* What you should do *
Each of the entries below needs to be given again exactly.

* The input *
..........

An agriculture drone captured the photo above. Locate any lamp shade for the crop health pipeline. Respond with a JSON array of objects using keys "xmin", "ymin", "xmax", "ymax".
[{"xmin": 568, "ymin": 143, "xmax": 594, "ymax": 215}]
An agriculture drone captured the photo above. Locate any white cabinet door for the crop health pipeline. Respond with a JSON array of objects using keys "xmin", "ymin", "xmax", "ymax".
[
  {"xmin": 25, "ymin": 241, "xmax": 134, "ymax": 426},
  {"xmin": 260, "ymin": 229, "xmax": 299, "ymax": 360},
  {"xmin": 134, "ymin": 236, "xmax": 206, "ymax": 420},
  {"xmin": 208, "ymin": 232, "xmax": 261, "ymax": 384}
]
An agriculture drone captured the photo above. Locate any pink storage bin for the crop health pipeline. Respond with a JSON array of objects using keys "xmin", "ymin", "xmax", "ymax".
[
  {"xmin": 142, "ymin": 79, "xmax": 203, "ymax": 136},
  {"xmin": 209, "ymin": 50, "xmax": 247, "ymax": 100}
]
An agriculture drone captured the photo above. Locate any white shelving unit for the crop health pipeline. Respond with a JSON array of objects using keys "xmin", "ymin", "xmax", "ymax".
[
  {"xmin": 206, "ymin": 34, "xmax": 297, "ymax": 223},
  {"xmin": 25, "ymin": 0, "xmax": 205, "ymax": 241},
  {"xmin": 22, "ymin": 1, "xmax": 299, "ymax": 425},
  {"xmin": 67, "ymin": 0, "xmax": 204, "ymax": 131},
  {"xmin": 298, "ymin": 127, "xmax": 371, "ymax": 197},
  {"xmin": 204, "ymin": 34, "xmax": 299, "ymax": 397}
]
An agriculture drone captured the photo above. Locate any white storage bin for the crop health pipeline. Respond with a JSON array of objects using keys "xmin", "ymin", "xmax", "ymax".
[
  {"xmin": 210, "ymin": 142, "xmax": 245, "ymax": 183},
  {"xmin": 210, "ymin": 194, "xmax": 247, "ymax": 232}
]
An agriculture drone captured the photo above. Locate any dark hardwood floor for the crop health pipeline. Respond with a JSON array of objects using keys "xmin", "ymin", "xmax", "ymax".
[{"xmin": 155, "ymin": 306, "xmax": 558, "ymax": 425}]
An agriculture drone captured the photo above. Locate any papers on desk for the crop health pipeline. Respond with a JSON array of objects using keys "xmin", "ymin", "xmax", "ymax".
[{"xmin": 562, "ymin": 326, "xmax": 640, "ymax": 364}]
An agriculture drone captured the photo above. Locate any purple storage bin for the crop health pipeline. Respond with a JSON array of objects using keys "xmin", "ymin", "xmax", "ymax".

..........

* Your solution *
An agriculture drone captured the photo above. Locate any lamp shade for the crop health pipeline. Respond with a JSON array of objects using keys "xmin", "ymin", "xmax", "ymax".
[{"xmin": 568, "ymin": 143, "xmax": 594, "ymax": 215}]
An agriculture drone captured the photo above. Locate any white cabinet door for the crop health pipeline. Respond with a JSON array of objects using keys "xmin", "ymin", "xmax", "ymax".
[
  {"xmin": 25, "ymin": 241, "xmax": 134, "ymax": 426},
  {"xmin": 260, "ymin": 229, "xmax": 299, "ymax": 360},
  {"xmin": 134, "ymin": 236, "xmax": 206, "ymax": 420},
  {"xmin": 208, "ymin": 232, "xmax": 261, "ymax": 384}
]
An agriculture drone captured the photo above. Locate any pink storage bin for the crop health pipeline. Respond with a JSON array of objects using keys "xmin", "ymin", "xmax", "ymax".
[
  {"xmin": 142, "ymin": 79, "xmax": 203, "ymax": 136},
  {"xmin": 209, "ymin": 50, "xmax": 247, "ymax": 100}
]
An agriculture drone captured the photo above. Locate any white shelving unit for the crop health pipeline. Respond with a JSON array of objects using keys "xmin", "ymin", "xmax", "ymax".
[
  {"xmin": 206, "ymin": 34, "xmax": 297, "ymax": 223},
  {"xmin": 25, "ymin": 0, "xmax": 205, "ymax": 241},
  {"xmin": 22, "ymin": 1, "xmax": 299, "ymax": 425},
  {"xmin": 67, "ymin": 0, "xmax": 204, "ymax": 131},
  {"xmin": 298, "ymin": 127, "xmax": 371, "ymax": 197},
  {"xmin": 204, "ymin": 34, "xmax": 299, "ymax": 397}
]
An agriculture drone captured the photo above. Locate any white storage bin for the crop health pipeline. Respond with a JSON array of objects using keys "xmin", "ymin", "xmax", "ymax".
[
  {"xmin": 210, "ymin": 142, "xmax": 245, "ymax": 183},
  {"xmin": 210, "ymin": 194, "xmax": 247, "ymax": 232}
]
An agriculture drone captured the photo above. Locate any dark hardwood floor for the crop health pipeline. Respond with a JSON array of objects using keys "xmin", "ymin", "xmax", "ymax".
[{"xmin": 155, "ymin": 306, "xmax": 558, "ymax": 425}]
An agriculture drone captured the photo above. Locate any papers on desk for the crop health pipeline. Respond with a JSON array of objects using keys "xmin", "ymin", "xmax", "ymax".
[{"xmin": 562, "ymin": 326, "xmax": 640, "ymax": 364}]
An agriculture drone captured the photo above. Locate any purple storage bin for the crop health pipeline. Respond with a JSON array of objects using keys "xmin", "ymin", "xmax", "ymax".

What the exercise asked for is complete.